[TASK REQUIREMENTS]
Count the lines below that contain the word "water". Reply with the number alone.

[PROVIDED RECORDS]
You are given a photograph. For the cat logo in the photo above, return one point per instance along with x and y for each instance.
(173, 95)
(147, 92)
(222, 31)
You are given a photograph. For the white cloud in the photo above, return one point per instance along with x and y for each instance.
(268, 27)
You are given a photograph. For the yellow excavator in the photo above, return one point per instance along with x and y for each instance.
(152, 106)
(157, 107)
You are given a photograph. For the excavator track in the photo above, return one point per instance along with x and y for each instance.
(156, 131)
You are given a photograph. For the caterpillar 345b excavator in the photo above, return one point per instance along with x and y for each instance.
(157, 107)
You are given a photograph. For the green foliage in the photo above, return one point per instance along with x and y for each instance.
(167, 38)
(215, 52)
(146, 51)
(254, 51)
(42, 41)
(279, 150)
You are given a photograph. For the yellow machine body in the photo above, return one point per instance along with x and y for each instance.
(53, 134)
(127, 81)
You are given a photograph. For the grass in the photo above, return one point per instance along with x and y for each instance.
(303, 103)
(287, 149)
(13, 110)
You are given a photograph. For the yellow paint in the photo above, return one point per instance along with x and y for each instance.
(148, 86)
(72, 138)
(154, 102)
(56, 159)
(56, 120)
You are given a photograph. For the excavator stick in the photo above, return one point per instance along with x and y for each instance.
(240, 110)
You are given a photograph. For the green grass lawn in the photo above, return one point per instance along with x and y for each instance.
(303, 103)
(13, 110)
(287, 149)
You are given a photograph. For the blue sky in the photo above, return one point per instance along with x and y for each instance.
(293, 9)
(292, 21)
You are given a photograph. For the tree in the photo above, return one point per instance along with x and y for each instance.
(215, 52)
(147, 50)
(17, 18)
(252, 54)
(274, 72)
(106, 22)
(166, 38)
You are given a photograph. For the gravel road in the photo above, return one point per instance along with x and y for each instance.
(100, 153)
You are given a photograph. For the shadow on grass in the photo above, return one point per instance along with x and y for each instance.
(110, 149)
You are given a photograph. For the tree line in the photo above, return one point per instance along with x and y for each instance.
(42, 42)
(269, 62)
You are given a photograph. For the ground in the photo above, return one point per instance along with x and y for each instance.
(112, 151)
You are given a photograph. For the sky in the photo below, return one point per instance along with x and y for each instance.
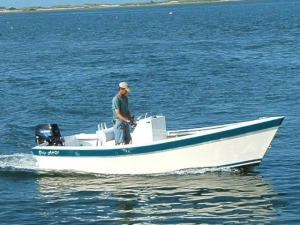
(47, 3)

--

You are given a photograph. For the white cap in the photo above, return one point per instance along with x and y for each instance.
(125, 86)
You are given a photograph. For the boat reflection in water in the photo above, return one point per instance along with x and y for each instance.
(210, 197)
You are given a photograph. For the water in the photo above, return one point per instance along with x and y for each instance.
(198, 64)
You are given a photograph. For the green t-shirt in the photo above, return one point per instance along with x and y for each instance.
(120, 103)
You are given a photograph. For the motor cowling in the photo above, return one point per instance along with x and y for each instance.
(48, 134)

---

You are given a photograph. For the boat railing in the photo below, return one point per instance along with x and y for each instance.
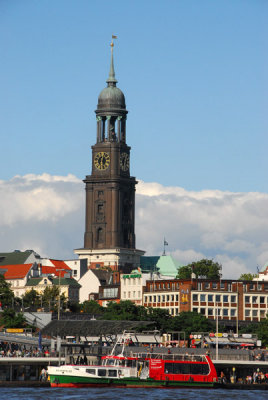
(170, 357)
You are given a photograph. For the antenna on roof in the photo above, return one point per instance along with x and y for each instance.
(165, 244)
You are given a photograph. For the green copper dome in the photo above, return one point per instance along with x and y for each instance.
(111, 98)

[TASK OUTPUT]
2